## Input data
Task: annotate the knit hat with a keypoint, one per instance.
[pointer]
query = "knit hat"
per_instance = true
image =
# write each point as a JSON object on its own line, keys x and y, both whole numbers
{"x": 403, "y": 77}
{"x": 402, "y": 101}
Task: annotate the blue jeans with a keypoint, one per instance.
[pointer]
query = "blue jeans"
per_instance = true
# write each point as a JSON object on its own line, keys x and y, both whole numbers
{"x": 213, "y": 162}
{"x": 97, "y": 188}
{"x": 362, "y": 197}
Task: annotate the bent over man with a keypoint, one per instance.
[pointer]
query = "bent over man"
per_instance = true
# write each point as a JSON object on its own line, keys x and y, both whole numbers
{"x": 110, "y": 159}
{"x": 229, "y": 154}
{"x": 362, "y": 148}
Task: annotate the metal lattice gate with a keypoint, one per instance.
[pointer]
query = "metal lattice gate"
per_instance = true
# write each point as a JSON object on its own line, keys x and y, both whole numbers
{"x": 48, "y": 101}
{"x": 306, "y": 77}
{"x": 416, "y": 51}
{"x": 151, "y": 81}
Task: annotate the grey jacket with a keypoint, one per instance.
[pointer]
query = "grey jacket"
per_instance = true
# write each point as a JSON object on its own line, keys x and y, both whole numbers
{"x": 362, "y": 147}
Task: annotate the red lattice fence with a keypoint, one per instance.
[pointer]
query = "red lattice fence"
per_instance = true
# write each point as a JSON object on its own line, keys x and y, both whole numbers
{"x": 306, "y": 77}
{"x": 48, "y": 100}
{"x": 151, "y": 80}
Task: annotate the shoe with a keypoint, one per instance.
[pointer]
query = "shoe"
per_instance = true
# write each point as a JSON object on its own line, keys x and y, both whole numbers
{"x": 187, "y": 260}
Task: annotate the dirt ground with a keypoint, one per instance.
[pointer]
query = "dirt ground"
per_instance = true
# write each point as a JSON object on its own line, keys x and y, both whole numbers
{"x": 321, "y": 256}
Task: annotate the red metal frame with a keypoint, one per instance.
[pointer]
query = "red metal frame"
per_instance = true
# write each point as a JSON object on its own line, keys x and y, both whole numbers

## Task
Repeat exactly, and only, the lines from the line containing "Task: annotate the dirt" through the last line of the records above, both included.

## Written solution
Task: annotate the dirt ground with a keypoint, one per instance.
[pointer]
query = "dirt ground"
per_instance = true
# write each point as a JSON object on its own line, keys x and y, both whole numbers
{"x": 321, "y": 256}
Task: annotate the red metal frame with a keypoint, one per instance.
[pointer]
query = "red metal frame"
per_instance = true
# write each point as a JSON object on its own line, keys x and y, both whole numbers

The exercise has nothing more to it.